→ DOCUMENT PASSAGE
Skye’s Dinosaur Coast: A One-Day Adventure on the Trotternish Peninsula

Written by Jack Cairney

Skye’s Dinosaur Coast: A One-Day Adventure on the Trotternish Peninsula

Skye has a secret that even many Scots don’t know: this wild island is a hotspot of dinosaur fossils. In fact, about fifteen percent of the world’s mid-Jurassic discoveries have been found here, earning Skye the nickname “Scotland’s Dinosaur Isle.” One of the best areas to experience this prehistoric heritage is the Trotternish Peninsula in the island’s northeast, where the iconic pinnacles of the Trotternish Ridge meet the sea. Here, ancient dinosaur footprints are preserved in tidal rock slabs along a coastline of dramatic basalt cliffs and headlands. This one-day driving itinerary (covering roughly 10 miles of road) lets you literally walk in the footsteps of those Jurassic giants while savoring Skye’s scenery and local culture.

Our journey focuses on the Staffin area of Trotternish, where several fossil track sites lie scattered on the shores. Timing is everything – these footprints are only revealed when the sea draws back at low tide – so we plan our day around those magic hours. We’ll start with a hearty breakfast at a beloved community café in Staffin, fueling up for adventure. From there, you’ll comb a windswept beach for 170-million-year-old tracks, learn the stories behind the finds at a tiny museum run by the man who uncovered many of them, and take in some of Skye’s most impressive views.

Along the way, the scenery never disappoints. Between fossil hunts, we’ll pause at an awe-inspiring cliffside waterfall at Kilt Rock and gaze out across the water to the Isle of Raasay and the mainland mountains beyond. On foot, we’ll trek to Brothers’ Point – a green promontory rich with both local legend and paleontology – to seek out more hidden dinosaur prints against the backdrop of the blue Atlantic. Finally, as evening falls, we’ll unwind with a well-earned dinner at a Portree restaurant aptly named “The View,” watching the sun sink over Portree Bay and reflecting on a day that spans 170 million years of history.

1
4 mins

Breakfast at The Hungry Gull

Set just back from the sea near Staffin slipway, The Hungry Gull offers a steady, understated welcome at the start of the day. There’s no fanfare—just a low white building with a scattering of outdoor tables, a tidy chalkboard menu, and the scent of hot coffee drifting from the open door. Inside, the room is compact and warm, with simple wooden furniture and a small team working quietly behind the counter. The food is unfussy and carefully done: soft poached eggs on sourdough, toasted brioche with local jam, and generous plates of pancakes or full breakfast served with good bacon and black pudding. Coffee comes strong and hot, poured into mismatched mugs that fit the mood of the place.

This part of Skye has a slower rhythm, and that sense is mirrored in the pace here. Mornings move gently. A few families arrive after a night nearby, and the couple at the window table are already poring over an OS map and talking about tides. The staff move without rush, quick to smile but never overfamiliar. It feels local without trying to be.

→ Collection entries
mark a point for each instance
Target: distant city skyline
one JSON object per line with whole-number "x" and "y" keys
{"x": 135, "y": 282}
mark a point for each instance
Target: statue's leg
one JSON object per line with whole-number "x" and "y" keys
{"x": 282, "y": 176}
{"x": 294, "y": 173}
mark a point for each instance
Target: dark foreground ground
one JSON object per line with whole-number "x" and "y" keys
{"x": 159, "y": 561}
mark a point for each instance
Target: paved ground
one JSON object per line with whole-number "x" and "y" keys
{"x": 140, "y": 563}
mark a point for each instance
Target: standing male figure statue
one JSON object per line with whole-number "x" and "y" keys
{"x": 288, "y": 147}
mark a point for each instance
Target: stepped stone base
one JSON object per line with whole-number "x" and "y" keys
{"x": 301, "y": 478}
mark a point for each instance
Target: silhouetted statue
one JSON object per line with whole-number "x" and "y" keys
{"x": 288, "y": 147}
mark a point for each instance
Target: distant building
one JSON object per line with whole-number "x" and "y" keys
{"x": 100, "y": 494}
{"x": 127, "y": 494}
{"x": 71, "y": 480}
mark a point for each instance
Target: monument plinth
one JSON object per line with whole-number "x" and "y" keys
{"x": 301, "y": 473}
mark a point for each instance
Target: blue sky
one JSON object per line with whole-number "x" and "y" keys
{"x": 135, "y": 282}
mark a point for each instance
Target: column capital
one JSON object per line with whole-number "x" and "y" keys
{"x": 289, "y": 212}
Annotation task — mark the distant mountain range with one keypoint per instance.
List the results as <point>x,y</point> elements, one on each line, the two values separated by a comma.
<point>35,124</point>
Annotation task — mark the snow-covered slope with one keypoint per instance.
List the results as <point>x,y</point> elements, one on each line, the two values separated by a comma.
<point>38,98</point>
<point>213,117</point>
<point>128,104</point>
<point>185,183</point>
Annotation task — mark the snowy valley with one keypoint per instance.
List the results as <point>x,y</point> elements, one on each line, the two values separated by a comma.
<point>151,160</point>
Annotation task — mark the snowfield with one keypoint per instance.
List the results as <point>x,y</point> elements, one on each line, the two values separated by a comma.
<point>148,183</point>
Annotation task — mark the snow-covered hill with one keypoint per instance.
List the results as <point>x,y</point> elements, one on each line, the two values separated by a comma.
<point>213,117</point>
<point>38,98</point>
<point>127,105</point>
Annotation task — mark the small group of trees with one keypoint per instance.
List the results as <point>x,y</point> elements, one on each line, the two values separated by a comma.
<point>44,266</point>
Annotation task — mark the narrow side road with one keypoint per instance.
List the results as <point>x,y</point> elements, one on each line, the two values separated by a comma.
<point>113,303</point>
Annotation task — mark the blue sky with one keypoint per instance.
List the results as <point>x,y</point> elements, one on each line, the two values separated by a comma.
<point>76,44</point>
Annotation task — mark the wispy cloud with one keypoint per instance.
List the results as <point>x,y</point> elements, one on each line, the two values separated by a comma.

---

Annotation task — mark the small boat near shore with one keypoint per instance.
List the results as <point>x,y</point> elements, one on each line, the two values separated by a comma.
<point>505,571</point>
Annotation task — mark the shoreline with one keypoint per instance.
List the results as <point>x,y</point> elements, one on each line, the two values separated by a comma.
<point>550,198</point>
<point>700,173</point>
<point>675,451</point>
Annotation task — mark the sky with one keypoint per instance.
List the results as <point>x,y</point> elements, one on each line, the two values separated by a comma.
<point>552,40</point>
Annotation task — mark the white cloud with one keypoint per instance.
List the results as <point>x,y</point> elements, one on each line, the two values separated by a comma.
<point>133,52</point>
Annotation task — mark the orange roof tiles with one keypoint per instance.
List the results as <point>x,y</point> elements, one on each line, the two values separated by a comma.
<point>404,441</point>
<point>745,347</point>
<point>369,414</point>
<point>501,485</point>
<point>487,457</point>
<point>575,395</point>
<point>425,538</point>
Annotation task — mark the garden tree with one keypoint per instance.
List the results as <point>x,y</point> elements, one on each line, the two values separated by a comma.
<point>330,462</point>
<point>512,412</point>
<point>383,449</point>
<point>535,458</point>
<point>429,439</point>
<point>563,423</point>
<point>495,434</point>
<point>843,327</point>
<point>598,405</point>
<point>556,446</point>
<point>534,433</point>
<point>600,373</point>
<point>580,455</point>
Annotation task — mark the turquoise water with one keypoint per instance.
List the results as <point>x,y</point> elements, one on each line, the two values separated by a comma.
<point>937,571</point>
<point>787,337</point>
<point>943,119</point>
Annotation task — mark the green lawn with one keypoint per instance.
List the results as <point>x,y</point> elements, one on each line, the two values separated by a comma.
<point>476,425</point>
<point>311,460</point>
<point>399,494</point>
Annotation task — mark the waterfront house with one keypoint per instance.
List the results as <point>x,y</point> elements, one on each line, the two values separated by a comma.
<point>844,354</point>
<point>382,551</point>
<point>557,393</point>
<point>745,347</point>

→ WORK TO COMPLETE
1) State how many lines of the rows contain the string "blue", giving only the number.
2) Write the next part of the travel piece on Skye's dinosaur coast, picking up after its final sentence.
The travel piece and the rows have no connection to each other.

→ ANSWERS GIVEN
1) 2

2)
From the window, you can just make out the shoreline beyond the harbour wall, where the sea flattens out into Staffin Bay. It's a useful vantage point to check the water level if you're heading to Brothers’ Point for the footprints. After breakfast, you’re just minutes from the museum or the beach, but this is the kind of place you don’t leave in a hurry.

2
6 mins

Dinosaurs Footprints at An Corran

A short drive from the café brings us to An Corran – Staffin’s beach – where dark sands and wave-smoothed rocks hide a Jurassic surprise. Overlooked by the cliffs of the Quiraing and facing out to little Staffin Island, the beach feels timeless. We leave the car by the slipway and walk to the shore. Locals have tipped us off to search near a cluster of large boulders at one end of the beach. The tide is low enough now to expose broad ledges of seaweed-streaked limestone. We step carefully, mindful of the slippery kelp, and scan the surface.

At first it’s just puddles and pebbles – then we see it: a three-toed footprint pressed into the flat rock, about the size of a dinner plate. Kneeling down, we trace the three blunt toes with our fingers. It’s unmistakably the mark of a dinosaur’s foot. This particular print sat hidden for 170 million years until a local dog-walker found it in 2002, putting Staffin on the paleontology map. Once we know what to look for, more prints reveal themselves, forming a small trail across the slab as if a dinosaur strolled by long ago. Experts think these were left by an ornithopod – a two-legged herbivore – ambling through a Middle Jurassic lagoon. Each footprint we find is a little time machine moment, connecting us to that distant era.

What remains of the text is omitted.